-- LISTED ENTRIES follows --
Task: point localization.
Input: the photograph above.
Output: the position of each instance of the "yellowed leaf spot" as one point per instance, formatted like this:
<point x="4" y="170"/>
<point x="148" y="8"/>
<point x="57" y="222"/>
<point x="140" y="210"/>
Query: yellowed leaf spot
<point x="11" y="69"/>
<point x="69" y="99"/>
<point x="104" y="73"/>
-- LISTED ENTRIES concluded --
• TASK DETAILS: The records above are to be repeated exactly, in their entirety.

• EXPECTED ANSWER:
Task: point localization.
Input: the photograph above.
Output: the position of each instance of the "yellowed leaf spot" as one point per instance, formatted like this:
<point x="4" y="170"/>
<point x="148" y="8"/>
<point x="57" y="222"/>
<point x="140" y="210"/>
Query: yellowed leaf spot
<point x="11" y="69"/>
<point x="69" y="99"/>
<point x="104" y="73"/>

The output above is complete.